This was expensive, risky, and required vision. Many small electricity providers competed. Most failed. But the ones who survived and consolidated became giants.

Now here’s where it gets interesting for our AI story: The companies that won big during electrification weren’t the ones building power plants.

The Real Winners: Infrastructure Users

Let me tell you about three companies that understood something crucial—they didn’t need to build the infrastructure to profit from it.

Sears, Roebuck & Co. started with Richard Sears as a railroad station agent. He noticed wholesalers had excess inventory and bought watches below cost to resell. His first “office” was a rented room for $10/month with a kitchen table desk and a 50-cent chair.

But Sears understood something: the railway network meant he could mail catalogs to rural America and ship products directly to customers who had no other access to variety or competitive prices.

By 1895, his sales exceeded $750,000. By the early 1900s, he was earning $10 million annually. His secret? He leveraged existing infrastructure aggressively.

When the Rural Free Delivery Act of 1896 expanded mail routes to rural areas, Sears pounced. When parcel post became available in 1913, his sales increased fivefold in the first year.

He didn’t build railways. He didn’t build the postal system. He just used them brilliantly.

Ford Motor Company did the same with electricity. In 1913, Ford’s moving assembly line reduced car assembly time from 12+ hours to under 3 hours. By 1916, it was down to 1 hour 33 minutes.

The secret weapon? Electric motors.

Old factories used a single massive steam engine turning shafts and belts throughout the building. Unreliable, inflexible, dangerous. Electric motors allowed decentralized control. Each workstation could have its own motor. Assembly lines could speed up or slow down independently. Electric lighting meant factories could operate night shifts.

Ford didn’t build power plants. He just understood how to use electricity to transform manufacturing. Production went from 10,660 Model Ts in 1909 to over 1 million by 1920. The price dropped from $600 to $290, making cars accessible to regular people.

General Electric is fascinating because they were both infrastructure builder and infrastructure user. They started as an electrical goods wholesaler in 1886, opened their first factory within three years, and by 1900 had established the first industrial research lab in the United States.

They understood that as more factories electrified, demand for electrical equipment would explode. They positioned themselves to capture that demand—providing 300+ electric motors each to Portsmouth Dockyard and the London subway, creating subsidiaries for telephones, supplying equipment for the UK National Grid.

But here’s the crucial insight: These companies shared common patterns that had nothing to do with the specific technology.

The Universal Principles: What Never Changes

After studying Railway Mania, electrification, and now looking at AI, certain patterns become undeniable. These aren’t about technology—they’re about human nature and economic forces.

Start Where Infrastructure Already Exists

Sears didn’t wait for perfect railway coverage nationwide. He started where trains already ran and expanded as the network grew.

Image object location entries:
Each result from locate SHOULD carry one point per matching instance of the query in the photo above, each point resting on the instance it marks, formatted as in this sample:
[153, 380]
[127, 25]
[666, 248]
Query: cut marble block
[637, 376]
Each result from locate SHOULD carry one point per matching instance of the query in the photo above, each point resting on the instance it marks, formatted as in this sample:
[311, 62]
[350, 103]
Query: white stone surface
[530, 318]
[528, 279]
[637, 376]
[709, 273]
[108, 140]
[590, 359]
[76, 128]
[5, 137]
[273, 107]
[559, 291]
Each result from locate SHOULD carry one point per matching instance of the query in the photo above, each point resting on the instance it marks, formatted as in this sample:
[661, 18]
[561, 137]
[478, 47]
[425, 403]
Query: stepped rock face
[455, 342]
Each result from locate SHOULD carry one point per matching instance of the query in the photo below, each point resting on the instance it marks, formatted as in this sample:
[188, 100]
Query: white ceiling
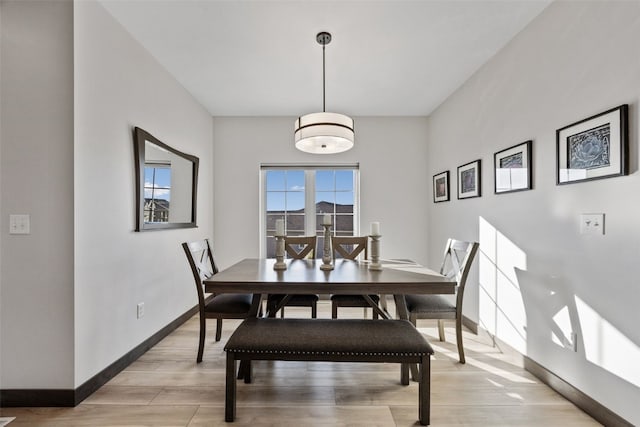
[261, 58]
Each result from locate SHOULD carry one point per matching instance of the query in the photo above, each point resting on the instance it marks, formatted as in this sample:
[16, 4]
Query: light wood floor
[165, 387]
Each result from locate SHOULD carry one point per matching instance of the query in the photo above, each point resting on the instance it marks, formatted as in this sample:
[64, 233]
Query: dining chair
[350, 247]
[457, 260]
[223, 306]
[297, 247]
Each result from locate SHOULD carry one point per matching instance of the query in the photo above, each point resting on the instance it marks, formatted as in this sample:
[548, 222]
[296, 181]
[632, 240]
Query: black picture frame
[441, 187]
[594, 148]
[512, 168]
[470, 180]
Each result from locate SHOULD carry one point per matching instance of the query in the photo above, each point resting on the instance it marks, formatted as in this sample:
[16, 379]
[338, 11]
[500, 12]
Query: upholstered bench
[329, 340]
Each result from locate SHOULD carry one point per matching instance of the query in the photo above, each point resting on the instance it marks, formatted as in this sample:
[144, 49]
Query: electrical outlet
[592, 224]
[19, 224]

**What to do**
A – What does the passage on infrastructure users say, summed up in two sentences?
B – Turn the paragraph of the passage on infrastructure users beginning "Old factories used a single massive steam engine" into a short bulleted list that keeps its main facts.
C – Pick up the passage on infrastructure users after its final sentence and keep writing it.

**The replies**
A – The passage on infrastructure users argues that the biggest winners of electrification were companies that used infrastructure rather than built it. Sears grew by mailing catalogs and shipping goods over the railways and postal system, Ford used electric motors to speed up assembly and lower car prices, and General Electric both built and used infrastructure, and these companies shared patterns unrelated to any specific technology.

B –
- Old factories ran on one large steam engine driving shafts and belts through the building, which was unreliable, inflexible and dangerous.
- Electric motors allowed decentralized control, with a motor at each workstation.
- Assembly lines could speed up or slow down independently.
- Electric lighting let factories run night shifts.

C –
Ford didn’t wait for every factory to have perfect electrical service. He built where power was available and proved what was possible.

This matters because there’s always a temptation to say “I’ll wait until the infrastructure is better.” But the winners move while infrastructure is still imperfect.

Solve Real Problems With Real Economics

None of these companies built “cool technology.” They solved expensive, painful problems.

Sears solved: “I live in rural Nebraska, the general store charges outrageous prices, and I have almost no product selection.”

Ford solved: “Cars cost as much as a house, so only rich people can own them.”

GE solved: “My factory needs flexible, reliable power that I can control station-by-station.”

Notice what’s missing? No vision statements about “revolutionizing society.” Just: “Here’s a painful problem. Here’s how this infrastructure lets me solve it profitably.”

Obsess Over Efficiency

Richard Sears started with a $10/month office, kitchen table desk, and 50-cent chair. Minimal overhead meant he could survive lean times and reinvest profits.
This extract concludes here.